» GOAL:
Can you copy out the items below word for word, from the line with "Where can you see the white-bearded" up to and including the line with "point(191, 164)", and leave the pictures out?
§
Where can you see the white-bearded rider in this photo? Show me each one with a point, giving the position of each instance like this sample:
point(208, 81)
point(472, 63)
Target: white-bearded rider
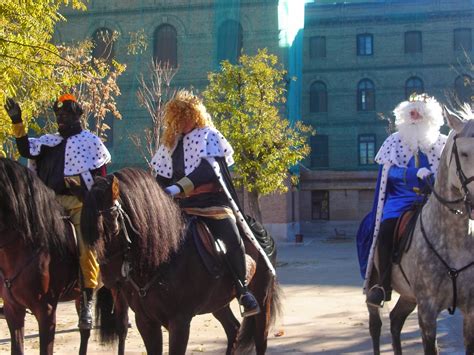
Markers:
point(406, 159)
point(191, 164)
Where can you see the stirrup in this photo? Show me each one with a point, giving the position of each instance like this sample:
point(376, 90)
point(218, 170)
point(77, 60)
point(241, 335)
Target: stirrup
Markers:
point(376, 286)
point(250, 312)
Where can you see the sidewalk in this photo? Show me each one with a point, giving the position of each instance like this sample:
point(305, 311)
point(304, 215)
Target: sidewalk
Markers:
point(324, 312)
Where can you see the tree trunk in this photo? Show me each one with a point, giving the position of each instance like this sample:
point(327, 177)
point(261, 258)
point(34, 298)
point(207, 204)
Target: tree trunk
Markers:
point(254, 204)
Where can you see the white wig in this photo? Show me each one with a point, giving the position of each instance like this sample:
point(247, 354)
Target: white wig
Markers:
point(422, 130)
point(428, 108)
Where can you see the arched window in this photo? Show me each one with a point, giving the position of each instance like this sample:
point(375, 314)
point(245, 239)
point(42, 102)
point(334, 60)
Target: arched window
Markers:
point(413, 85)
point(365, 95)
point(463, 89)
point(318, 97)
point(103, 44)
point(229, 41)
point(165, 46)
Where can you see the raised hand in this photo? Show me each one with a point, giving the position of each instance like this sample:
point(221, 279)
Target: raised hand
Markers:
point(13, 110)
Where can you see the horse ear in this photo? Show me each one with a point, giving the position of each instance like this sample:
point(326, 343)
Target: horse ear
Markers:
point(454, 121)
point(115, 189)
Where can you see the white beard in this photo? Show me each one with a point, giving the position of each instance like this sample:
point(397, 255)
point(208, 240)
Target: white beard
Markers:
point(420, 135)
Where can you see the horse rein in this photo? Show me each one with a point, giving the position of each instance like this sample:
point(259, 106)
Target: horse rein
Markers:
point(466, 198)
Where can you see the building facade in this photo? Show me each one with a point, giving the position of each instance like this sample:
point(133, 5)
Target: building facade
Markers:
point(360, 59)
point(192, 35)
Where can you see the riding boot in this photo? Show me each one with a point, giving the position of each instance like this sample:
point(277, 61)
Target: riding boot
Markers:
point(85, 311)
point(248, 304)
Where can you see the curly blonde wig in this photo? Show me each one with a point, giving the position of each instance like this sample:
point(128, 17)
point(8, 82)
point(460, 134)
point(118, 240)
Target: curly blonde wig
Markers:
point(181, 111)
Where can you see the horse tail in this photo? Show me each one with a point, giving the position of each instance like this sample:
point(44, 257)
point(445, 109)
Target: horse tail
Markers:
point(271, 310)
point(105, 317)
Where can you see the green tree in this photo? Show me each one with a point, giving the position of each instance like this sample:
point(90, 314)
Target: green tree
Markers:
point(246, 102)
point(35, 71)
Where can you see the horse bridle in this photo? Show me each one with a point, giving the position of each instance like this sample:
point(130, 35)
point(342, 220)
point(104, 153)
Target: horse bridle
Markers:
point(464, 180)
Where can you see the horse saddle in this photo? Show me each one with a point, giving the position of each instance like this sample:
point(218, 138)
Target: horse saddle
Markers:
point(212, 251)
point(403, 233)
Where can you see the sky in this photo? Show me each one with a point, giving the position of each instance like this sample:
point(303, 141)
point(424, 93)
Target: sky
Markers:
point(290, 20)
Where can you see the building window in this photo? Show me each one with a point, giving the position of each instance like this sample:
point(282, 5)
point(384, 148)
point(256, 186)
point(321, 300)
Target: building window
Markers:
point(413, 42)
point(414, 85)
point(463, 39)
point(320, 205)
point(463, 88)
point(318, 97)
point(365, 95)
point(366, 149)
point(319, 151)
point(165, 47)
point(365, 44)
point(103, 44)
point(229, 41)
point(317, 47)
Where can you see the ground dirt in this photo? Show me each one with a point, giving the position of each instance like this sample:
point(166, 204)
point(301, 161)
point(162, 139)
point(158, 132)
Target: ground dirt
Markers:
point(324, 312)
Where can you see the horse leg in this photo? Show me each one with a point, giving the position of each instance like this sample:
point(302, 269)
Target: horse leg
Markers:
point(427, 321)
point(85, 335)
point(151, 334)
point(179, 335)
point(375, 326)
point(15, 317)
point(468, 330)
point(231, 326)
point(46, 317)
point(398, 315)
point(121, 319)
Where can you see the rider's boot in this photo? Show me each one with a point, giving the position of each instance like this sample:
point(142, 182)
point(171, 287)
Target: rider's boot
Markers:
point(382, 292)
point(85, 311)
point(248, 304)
§
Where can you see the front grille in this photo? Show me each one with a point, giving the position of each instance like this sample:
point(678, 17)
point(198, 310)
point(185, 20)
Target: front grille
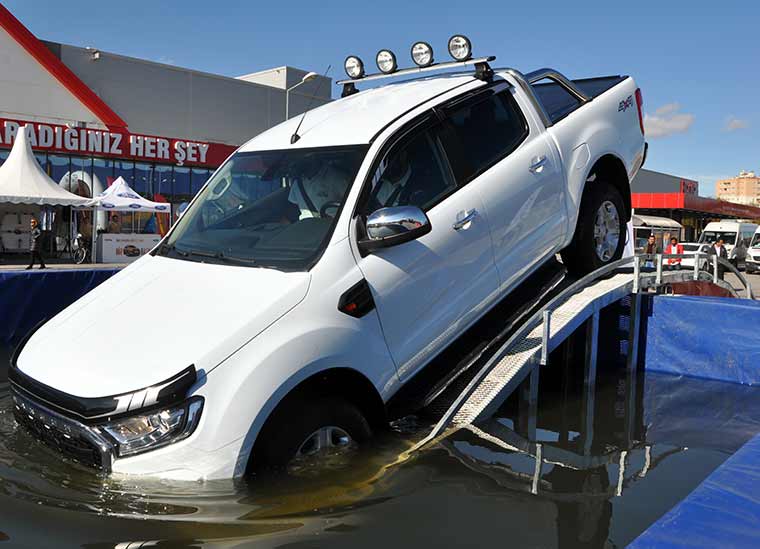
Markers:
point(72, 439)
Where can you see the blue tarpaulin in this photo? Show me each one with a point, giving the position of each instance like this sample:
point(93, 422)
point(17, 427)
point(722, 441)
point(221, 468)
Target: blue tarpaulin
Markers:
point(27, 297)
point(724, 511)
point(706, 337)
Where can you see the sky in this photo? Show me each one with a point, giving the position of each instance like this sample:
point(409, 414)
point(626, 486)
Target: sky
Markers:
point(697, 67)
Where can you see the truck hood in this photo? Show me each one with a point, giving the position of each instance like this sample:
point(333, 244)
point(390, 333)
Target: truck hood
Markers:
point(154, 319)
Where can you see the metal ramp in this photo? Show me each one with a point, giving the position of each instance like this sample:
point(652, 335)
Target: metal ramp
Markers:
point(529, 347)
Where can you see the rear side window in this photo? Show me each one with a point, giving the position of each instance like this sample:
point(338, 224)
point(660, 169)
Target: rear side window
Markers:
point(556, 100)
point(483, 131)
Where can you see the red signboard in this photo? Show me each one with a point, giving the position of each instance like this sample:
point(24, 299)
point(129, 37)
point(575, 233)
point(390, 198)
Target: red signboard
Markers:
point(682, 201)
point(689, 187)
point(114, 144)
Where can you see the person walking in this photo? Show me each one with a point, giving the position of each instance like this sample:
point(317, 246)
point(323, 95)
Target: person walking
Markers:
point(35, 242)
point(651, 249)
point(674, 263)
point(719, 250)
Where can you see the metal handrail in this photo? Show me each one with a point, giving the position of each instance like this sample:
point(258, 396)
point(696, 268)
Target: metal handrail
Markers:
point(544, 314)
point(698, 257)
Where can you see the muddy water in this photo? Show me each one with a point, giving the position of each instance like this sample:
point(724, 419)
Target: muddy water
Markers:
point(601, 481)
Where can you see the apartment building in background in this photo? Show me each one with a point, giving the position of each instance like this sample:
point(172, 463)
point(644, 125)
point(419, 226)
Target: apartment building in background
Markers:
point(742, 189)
§
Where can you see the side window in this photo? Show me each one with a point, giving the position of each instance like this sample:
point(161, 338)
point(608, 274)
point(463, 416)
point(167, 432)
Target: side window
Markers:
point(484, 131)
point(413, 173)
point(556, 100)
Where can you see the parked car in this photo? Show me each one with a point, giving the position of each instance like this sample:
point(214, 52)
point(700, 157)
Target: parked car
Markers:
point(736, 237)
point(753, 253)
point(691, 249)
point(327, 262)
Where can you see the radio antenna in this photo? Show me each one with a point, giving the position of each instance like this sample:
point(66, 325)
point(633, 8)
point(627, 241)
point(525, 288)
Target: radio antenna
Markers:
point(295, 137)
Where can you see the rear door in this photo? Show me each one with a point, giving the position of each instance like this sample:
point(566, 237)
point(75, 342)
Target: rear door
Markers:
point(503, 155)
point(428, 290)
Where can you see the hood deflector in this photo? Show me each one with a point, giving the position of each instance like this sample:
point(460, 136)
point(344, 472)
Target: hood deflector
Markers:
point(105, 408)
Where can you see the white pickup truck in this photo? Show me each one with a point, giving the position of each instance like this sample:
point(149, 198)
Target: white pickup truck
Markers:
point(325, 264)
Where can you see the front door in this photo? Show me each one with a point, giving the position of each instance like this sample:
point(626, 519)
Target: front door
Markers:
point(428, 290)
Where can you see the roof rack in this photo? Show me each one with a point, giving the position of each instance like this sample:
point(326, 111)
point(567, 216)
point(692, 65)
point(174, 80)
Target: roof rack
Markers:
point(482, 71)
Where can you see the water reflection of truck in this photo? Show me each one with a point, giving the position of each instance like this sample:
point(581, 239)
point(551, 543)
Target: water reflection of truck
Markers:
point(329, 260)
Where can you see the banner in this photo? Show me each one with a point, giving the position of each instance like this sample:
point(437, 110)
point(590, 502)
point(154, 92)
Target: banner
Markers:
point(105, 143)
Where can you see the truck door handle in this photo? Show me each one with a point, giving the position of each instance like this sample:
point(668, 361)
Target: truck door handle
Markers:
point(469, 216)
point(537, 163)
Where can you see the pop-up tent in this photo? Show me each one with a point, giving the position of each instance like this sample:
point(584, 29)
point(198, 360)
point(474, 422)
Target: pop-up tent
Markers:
§
» THE RESPONSE:
Where can you see the white-bearded rider in this photo? Show me each one with a point, giving the position of each instance like this sample:
point(208, 81)
point(472, 63)
Target: white-bearded rider
Markers:
point(406, 159)
point(191, 164)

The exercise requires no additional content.